# START OF DOCUMENT SECTION

Oct 08 2008

Listen To Obi-wan Kenobi, There Is Good News Out There

Published by at 8:15 pm under All General Discussions

McCain wants to change DC, Obama wants to change America!

Obi-wan Kenobi is a mentor of Jim Geraghty who has years of political experience on the GOP side. In 2004 Obi-wan and I were of the exact same mind (which means more about my ability to act like a stopped watch every for years and luck into being right). Obi-wan surfaced recently to bring some experience to bear on a nervous GOP base:

“Any pessimism now is dumbness,” he said as he appeared to me recently. “A few weeks ago every swing state was coming McCain’s way and he had a national lead. And some polls showed him  four points and six points behind in New Jersey and New York. And now all that has gone away? Politics doesn’t work like that. The American people, even in the midst of an unprecented economic crisis, don’t react like that for any sustained period. Those patterns can reassert themselves.”

“First, Obama did not have a good debate. He didn’t do what he needed to do. Be reassuring. His gestalt was shaky.”

Obama has a much higher hurdle than Kennedy, Al Gore, John Kerry, or almost any other recent Democrat. All of those candidates were known quantities. The fundamental question of this election is going to be, ‘as we head into really challenging times, which man reassures you?'”

Second, Obi says the Palin phenomenon is for real. “Not only because she is so effective or appealing but because it spotllights McCain’s decision-making. He can throw a tenstrike at the critical moment.  McCain’s campaign has missed a few but basically it has shown resilence.”

Fourth — for me this was the the kind of insight that makes him as a Jedi Master — “Media bias may be McCain’s biggest asset in this race.

“I guarantee you, right now there is some realist in the Obama camp who is petrified of any falloff in the polls. Because if Obama slips, he could fall fast. McCain’s already gotten up off the mat once this cycle, when he was supposed to be dead in the primary. He faced a meltdown and it didn’t happen; you almost never see candidates and campaigns who can pull out of a crash dive . . .

There’s much more at the link, definitely go read the whole thing – and listen to Obi-wan Kenobi.

# END OF DOCUMENT SECTION
# START OF EXTRACTED ENTRIES

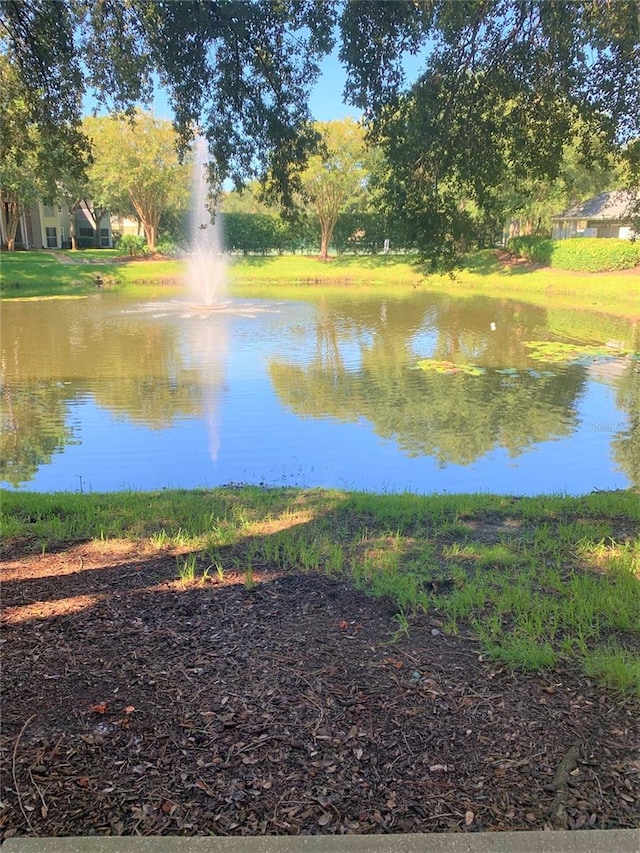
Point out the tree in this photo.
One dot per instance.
(504, 87)
(240, 71)
(336, 175)
(135, 163)
(20, 141)
(503, 84)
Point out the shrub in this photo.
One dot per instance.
(595, 254)
(132, 244)
(537, 250)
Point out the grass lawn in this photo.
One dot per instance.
(534, 580)
(41, 274)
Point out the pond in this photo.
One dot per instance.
(428, 393)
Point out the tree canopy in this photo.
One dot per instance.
(504, 86)
(135, 165)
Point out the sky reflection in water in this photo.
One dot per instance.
(103, 395)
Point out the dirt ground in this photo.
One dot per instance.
(133, 704)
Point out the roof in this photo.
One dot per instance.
(612, 206)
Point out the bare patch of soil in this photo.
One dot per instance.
(134, 704)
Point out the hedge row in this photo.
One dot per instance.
(582, 254)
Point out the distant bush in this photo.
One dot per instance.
(132, 244)
(169, 248)
(582, 254)
(595, 254)
(537, 250)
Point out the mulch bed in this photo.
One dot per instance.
(133, 704)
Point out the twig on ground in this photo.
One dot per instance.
(15, 778)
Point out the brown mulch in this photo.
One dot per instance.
(133, 704)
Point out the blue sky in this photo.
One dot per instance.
(326, 96)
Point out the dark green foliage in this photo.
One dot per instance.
(582, 254)
(505, 85)
(592, 254)
(240, 71)
(257, 233)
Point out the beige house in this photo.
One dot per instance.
(47, 225)
(606, 215)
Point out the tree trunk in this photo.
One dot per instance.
(14, 212)
(72, 226)
(325, 239)
(150, 232)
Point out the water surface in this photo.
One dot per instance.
(429, 393)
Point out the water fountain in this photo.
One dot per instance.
(206, 278)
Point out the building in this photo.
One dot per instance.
(606, 215)
(47, 225)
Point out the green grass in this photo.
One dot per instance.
(41, 274)
(536, 582)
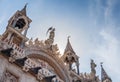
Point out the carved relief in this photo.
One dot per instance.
(9, 77)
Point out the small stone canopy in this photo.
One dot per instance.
(104, 75)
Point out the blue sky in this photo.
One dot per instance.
(92, 24)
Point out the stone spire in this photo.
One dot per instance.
(104, 75)
(69, 47)
(23, 11)
(70, 57)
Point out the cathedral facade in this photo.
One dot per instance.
(27, 60)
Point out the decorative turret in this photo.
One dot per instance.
(17, 28)
(69, 57)
(104, 76)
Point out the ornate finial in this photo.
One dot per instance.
(101, 63)
(69, 37)
(24, 9)
(49, 30)
(93, 65)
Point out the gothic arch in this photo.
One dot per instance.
(52, 62)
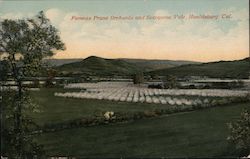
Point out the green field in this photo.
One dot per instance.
(199, 133)
(58, 109)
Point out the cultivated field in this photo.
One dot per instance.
(200, 132)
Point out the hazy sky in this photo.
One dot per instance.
(174, 39)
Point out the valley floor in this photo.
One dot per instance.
(200, 133)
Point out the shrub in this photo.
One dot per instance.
(240, 132)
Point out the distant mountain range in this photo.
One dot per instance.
(100, 66)
(220, 69)
(108, 67)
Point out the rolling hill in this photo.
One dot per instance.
(150, 65)
(220, 69)
(99, 66)
(59, 62)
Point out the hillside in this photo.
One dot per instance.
(59, 62)
(221, 69)
(150, 65)
(99, 66)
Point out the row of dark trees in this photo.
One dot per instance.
(23, 45)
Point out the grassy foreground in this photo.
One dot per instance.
(59, 109)
(194, 134)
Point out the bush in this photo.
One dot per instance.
(240, 133)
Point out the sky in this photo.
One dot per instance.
(177, 38)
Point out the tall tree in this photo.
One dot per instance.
(23, 45)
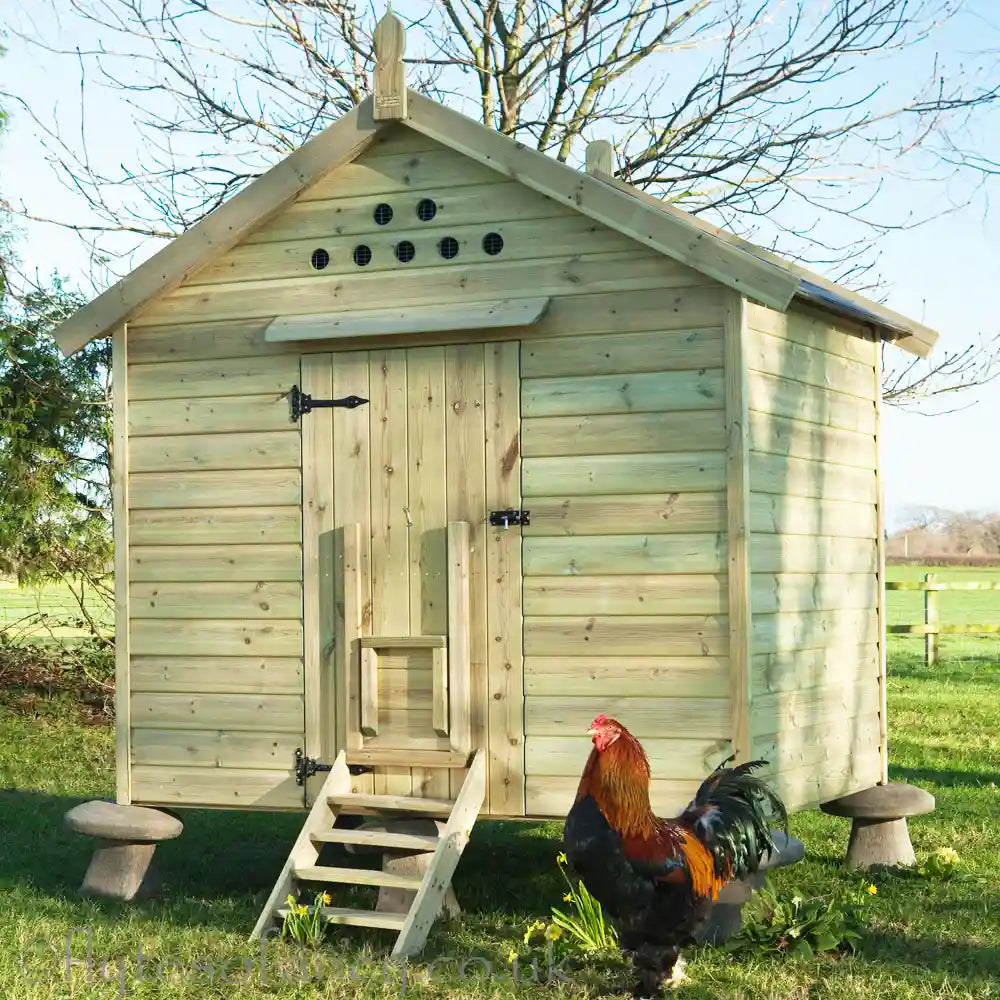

# END OF EXTRACTED ENTRIES

- TASKS AND EXERCISES -
**A.** Can you copy the listing word for word, from the line with "Point out the tall tree in this photo." through the end of the listing, leaving out any pictures?
**B.** Could you continue the blog post about Obi-wan Kenobi's view of the McCain campaign from where it stops?

- EXERCISE ANSWERS -
**A.**
Point out the tall tree in this photo.
One dot per instance.
(23, 45)

**B.**
There are a few more of us not wringing our hands over the debate. This contrary view of the situation at RCP also mirrors my own views quite nicely:

But sometimes those of us covering this campaign every hour of the day can lose perspective on what actual voters are thinking. The chatterers are talking to the chatterers, who are talking to other chatterers. And what they all decided was that McCain needed to do what they thought right. He didn’t, ergo he lost.

Well, perhaps. But in the echo chamber that is the national media certain things are sometimes lost. For instance, the media has all but declared Sarah Palin a drag on the ticket, and yet she continues to draw huge crowds. Someone out there likes her.

When events don’t go the way the chatterers want them to go (or think they should go) they call it a defeat, a missed opportunity, etc. But what they’re really saying more often than not is that they want politicians to do what they think is right. McCain didn’t last night. He and his campaign felt it was better to talk to the American people, not to the chatterers.

Armchair candidates are every where. And just like buttocks, everyone’s got an opinion on what they would do. I think McCain made the right choices by and large. 

And about Palin and her draw. Her debate with Joe What’s-his-name drew an all time record crowd of 72.5 million (if you count in the PBS audiences – no word on C-SPAN viewers, which is where we watch the debates to avoid the chatterer). The 2nd Presidential debate was only able to approach the Palin draw, coming in at 63 million. Palin draws overflow crowds that equal or exceed The Messiah’s crowds.

There are even some folks on the left who know better than to fall for the current swath of polls.

Peaks are called that for a reason: Within the last three days, Obama had surpassed or equaled his all-time high in every single tracking poll: Research 2000 (+12% two days ago), Gallup (+9% yesterday), Rasmussen (+8% yesterday), Battleground (+7% yesterday), Hotline (+7% three days ago), and Zogby (+3% yesterday). With Obama hitting his all-time high in four tracking polls yesterday, one two days ago and one three days ago, for both of the reasons mentioned above, the idea that his standing in these polls was gong anywhere but down is wishful thinking. When dealing with polls that have a track record of several weeks and, in some cases, seven months, it is highly unlikely that a record will be immediately followed with another record.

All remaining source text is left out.